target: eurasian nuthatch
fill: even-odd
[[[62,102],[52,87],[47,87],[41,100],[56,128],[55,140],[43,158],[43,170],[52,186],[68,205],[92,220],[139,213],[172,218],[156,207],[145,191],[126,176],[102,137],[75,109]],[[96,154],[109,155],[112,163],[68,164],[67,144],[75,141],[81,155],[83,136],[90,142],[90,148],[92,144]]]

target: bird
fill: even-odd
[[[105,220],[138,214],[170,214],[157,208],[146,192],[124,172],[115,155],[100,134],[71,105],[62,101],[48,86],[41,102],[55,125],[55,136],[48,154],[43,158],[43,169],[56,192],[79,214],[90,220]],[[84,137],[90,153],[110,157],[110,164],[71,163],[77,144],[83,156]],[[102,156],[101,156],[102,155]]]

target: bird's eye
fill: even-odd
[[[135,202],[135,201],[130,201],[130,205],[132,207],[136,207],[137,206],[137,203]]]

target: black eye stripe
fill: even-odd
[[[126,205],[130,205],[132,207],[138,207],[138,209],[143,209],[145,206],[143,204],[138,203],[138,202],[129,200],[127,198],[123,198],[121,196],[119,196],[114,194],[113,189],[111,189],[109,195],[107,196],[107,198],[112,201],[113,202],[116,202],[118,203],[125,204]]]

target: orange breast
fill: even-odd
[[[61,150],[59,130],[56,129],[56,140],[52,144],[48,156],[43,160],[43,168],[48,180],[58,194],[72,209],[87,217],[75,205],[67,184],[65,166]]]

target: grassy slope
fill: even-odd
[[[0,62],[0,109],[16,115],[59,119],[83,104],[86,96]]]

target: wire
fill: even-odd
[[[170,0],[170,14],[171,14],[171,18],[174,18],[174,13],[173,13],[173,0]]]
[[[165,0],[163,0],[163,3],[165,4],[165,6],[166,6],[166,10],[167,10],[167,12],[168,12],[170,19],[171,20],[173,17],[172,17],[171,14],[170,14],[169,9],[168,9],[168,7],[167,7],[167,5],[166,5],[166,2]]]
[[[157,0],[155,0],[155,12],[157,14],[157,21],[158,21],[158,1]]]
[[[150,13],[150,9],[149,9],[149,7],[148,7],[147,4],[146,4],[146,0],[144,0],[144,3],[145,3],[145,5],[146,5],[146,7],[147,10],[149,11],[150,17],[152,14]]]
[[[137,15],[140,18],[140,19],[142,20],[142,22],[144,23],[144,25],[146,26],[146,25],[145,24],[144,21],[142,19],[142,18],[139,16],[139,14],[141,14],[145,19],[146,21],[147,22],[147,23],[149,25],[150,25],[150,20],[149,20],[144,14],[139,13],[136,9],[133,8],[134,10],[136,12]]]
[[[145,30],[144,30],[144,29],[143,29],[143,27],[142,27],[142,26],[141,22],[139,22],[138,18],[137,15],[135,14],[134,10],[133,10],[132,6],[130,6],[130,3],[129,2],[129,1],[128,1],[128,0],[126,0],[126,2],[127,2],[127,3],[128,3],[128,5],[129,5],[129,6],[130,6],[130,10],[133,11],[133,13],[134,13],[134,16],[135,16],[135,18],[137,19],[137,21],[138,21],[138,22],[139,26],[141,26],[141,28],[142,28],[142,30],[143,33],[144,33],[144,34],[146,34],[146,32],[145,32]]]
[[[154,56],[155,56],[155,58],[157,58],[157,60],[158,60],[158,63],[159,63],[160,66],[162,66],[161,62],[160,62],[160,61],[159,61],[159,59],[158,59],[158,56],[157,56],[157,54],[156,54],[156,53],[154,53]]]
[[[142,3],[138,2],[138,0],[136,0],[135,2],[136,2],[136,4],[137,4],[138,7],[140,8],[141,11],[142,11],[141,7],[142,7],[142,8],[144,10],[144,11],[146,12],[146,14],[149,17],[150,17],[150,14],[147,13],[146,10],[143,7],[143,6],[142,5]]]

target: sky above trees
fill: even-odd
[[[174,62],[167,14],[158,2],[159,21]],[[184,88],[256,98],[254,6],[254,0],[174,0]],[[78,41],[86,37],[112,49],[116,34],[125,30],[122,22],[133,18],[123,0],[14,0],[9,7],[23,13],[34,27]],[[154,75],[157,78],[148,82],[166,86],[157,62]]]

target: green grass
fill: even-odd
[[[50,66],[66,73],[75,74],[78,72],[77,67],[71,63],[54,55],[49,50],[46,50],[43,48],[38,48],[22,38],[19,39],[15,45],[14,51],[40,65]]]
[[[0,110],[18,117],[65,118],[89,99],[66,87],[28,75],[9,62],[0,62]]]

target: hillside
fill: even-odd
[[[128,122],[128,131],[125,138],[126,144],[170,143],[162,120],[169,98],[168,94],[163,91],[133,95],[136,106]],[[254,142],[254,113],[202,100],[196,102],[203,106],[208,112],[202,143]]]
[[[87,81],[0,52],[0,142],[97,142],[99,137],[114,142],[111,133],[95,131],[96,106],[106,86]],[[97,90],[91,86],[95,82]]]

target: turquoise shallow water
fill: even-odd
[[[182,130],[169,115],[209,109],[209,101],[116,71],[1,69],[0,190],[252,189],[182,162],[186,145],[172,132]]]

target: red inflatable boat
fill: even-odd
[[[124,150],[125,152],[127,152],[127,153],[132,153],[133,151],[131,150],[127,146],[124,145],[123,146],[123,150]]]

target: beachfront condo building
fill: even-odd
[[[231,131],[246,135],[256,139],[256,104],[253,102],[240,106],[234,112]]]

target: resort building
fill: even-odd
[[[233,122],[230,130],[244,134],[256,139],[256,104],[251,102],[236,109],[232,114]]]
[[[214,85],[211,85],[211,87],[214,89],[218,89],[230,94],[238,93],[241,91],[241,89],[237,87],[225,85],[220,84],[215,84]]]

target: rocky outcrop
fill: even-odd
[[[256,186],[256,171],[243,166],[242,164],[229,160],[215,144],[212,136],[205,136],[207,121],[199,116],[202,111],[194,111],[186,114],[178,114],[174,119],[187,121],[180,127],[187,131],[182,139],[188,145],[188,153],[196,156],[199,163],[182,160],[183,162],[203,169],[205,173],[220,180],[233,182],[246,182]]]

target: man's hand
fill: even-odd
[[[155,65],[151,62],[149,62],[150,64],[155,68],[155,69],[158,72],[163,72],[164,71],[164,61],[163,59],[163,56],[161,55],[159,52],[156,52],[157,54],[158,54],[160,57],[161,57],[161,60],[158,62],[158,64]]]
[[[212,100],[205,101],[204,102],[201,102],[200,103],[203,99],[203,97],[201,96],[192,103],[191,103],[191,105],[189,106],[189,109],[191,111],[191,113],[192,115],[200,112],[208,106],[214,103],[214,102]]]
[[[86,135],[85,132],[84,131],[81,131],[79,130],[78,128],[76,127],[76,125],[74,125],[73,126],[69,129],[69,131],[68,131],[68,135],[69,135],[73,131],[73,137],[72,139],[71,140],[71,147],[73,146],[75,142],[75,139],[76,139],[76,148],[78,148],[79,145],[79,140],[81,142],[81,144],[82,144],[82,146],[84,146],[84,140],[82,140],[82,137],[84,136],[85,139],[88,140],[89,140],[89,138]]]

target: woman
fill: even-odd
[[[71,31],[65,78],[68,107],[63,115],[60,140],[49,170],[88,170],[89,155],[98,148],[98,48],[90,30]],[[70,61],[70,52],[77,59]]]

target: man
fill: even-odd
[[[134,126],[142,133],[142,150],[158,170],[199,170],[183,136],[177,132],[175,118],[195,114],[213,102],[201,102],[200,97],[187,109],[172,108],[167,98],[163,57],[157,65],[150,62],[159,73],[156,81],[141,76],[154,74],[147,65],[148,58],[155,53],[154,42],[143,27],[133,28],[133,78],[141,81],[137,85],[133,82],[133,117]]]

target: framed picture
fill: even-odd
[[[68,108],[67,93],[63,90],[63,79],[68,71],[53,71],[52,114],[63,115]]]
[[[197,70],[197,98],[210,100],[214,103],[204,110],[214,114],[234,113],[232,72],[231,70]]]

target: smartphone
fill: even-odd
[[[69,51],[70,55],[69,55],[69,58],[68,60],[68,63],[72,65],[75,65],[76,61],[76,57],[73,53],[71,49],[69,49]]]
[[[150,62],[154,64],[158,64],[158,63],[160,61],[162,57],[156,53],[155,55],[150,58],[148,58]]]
* * *
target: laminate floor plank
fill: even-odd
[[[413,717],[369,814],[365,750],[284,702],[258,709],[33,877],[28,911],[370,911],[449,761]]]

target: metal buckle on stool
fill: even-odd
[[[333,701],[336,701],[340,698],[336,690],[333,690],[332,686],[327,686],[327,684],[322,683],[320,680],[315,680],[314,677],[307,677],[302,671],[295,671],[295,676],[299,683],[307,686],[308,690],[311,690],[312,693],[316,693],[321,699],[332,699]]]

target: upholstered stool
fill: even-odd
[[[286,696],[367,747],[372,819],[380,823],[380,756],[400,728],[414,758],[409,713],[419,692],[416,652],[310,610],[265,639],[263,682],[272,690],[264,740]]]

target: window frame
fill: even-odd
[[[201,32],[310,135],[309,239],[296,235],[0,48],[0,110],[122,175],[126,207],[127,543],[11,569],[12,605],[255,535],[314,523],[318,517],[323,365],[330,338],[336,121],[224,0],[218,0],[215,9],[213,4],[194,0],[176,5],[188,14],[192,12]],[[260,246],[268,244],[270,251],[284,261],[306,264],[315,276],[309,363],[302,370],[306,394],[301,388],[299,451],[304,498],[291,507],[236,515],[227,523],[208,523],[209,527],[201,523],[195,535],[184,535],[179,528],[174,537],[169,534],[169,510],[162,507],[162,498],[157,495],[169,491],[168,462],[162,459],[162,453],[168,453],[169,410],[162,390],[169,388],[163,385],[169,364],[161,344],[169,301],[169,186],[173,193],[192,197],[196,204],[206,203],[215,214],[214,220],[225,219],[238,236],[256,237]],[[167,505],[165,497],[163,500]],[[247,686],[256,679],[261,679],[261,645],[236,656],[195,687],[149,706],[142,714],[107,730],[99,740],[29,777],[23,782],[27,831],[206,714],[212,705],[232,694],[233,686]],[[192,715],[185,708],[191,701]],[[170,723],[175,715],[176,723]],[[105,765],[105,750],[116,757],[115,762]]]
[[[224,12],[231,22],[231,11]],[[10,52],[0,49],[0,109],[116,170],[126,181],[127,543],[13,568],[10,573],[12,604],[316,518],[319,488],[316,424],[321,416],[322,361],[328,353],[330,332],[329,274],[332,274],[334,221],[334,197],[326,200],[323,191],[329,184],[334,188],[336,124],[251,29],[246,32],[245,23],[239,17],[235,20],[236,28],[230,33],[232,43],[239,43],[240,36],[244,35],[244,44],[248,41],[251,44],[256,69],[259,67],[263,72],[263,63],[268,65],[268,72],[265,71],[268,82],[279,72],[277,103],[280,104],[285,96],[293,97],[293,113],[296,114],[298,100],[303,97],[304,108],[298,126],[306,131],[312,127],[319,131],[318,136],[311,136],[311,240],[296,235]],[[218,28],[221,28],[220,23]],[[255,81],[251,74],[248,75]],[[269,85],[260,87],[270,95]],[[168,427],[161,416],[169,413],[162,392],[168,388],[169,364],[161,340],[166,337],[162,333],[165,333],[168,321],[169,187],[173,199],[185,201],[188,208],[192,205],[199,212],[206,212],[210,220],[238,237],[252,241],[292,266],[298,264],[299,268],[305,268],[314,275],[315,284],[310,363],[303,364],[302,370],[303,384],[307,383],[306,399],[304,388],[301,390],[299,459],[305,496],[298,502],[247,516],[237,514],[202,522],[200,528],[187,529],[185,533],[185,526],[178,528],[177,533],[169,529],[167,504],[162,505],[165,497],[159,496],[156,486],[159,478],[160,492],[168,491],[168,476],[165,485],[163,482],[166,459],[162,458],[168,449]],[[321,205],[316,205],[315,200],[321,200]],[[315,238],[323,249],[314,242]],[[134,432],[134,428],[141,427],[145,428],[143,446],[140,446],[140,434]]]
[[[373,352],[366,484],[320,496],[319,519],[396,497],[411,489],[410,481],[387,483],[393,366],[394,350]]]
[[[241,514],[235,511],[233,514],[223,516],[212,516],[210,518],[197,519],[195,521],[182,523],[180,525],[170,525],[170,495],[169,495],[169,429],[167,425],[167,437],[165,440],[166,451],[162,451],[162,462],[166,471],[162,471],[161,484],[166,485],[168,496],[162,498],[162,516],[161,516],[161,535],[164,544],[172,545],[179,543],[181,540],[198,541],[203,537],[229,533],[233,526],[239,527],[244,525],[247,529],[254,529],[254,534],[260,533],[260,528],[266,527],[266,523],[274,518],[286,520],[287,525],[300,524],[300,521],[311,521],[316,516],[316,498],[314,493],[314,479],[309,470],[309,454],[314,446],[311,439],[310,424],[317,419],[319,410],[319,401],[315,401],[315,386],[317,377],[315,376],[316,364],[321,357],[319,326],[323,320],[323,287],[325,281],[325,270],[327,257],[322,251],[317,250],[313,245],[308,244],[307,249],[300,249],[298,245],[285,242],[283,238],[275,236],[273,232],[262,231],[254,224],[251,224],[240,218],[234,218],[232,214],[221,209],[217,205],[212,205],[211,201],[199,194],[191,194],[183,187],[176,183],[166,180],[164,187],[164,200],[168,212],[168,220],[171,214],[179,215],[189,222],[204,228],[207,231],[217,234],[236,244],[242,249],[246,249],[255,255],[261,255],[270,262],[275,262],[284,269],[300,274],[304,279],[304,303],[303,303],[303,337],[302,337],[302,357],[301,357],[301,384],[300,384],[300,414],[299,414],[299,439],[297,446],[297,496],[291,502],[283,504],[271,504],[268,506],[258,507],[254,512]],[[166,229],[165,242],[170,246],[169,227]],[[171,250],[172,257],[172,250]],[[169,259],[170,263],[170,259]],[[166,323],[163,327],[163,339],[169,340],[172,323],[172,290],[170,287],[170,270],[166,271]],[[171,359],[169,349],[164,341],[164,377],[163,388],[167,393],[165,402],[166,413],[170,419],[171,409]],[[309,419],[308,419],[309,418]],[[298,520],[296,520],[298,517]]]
--
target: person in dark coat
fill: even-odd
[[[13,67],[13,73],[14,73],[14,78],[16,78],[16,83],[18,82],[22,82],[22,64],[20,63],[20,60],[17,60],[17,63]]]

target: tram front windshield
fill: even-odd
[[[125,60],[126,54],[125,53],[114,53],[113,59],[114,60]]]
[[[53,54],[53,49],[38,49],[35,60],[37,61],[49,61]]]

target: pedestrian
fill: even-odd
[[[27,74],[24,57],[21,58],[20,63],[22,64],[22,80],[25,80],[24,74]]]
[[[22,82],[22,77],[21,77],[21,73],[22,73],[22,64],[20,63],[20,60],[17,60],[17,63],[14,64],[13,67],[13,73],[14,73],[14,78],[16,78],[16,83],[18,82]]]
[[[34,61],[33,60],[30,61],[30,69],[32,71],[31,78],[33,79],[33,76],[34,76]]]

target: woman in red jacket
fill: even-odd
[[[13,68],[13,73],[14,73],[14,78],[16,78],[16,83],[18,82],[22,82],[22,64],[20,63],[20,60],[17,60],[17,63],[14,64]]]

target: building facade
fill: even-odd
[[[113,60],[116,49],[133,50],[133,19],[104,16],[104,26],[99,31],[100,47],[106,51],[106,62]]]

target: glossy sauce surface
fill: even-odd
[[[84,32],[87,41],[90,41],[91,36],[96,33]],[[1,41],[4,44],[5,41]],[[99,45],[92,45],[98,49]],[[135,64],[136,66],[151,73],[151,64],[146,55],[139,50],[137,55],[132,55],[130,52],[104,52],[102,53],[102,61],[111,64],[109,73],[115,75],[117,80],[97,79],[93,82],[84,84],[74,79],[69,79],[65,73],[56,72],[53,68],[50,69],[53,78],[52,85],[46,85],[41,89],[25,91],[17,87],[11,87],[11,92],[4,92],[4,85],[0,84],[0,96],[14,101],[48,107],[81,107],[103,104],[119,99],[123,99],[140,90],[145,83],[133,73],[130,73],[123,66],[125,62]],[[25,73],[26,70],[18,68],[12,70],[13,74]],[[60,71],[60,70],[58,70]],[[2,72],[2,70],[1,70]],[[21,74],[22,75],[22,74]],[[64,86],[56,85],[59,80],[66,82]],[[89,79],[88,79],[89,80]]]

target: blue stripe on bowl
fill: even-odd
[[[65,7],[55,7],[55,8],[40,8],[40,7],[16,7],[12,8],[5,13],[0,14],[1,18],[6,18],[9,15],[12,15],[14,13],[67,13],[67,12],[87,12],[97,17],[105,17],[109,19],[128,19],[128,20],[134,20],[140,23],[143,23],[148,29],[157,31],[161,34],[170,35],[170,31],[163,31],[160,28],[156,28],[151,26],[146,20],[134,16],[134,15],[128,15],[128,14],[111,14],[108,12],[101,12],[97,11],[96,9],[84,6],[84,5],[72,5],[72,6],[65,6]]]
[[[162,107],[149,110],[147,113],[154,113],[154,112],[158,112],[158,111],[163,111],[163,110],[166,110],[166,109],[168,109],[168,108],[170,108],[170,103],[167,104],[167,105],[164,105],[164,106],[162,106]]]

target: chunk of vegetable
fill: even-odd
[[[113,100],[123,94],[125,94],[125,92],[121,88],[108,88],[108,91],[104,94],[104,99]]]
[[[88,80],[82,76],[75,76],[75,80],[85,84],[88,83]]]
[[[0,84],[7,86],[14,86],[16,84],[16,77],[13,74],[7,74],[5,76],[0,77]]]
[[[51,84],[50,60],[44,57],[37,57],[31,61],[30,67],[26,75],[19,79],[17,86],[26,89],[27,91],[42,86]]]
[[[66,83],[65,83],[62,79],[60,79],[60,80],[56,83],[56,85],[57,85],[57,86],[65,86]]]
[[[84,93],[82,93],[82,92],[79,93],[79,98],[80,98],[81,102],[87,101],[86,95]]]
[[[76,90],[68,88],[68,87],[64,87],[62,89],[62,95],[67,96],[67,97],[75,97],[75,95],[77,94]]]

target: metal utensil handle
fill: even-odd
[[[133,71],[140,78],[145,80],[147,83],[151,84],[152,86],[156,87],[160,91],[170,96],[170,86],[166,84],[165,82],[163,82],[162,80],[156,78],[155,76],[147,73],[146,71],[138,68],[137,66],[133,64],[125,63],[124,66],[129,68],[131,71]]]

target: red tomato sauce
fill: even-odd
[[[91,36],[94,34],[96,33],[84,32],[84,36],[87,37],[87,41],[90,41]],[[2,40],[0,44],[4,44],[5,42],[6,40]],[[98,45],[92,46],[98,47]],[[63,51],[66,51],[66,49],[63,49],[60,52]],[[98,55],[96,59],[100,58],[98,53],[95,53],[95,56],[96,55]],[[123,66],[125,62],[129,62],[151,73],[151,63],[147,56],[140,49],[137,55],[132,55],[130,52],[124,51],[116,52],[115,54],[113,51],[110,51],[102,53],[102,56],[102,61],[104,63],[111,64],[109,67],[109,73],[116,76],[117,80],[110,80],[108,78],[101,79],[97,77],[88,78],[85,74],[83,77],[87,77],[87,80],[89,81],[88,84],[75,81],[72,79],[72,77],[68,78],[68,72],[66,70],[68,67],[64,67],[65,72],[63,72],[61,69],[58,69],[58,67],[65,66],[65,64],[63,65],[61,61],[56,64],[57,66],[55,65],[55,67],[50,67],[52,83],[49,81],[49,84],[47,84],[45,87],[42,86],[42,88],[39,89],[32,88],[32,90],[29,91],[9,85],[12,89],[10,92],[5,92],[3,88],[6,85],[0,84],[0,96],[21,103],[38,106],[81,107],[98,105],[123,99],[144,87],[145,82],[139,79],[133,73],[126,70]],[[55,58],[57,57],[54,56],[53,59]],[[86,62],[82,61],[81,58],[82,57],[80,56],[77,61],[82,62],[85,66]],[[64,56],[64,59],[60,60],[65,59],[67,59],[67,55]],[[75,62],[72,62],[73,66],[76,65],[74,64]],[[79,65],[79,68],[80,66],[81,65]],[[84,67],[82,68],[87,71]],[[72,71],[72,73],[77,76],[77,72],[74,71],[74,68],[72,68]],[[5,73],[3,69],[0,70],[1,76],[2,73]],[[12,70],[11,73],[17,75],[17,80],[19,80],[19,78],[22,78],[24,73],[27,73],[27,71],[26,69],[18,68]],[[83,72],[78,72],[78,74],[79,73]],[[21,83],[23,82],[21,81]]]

• [Task to carry out]:
Display every line in the data above that contains the string "woman", each one reproduced in full.

• [Solved exercise]:
target: woman
target: woman in red jacket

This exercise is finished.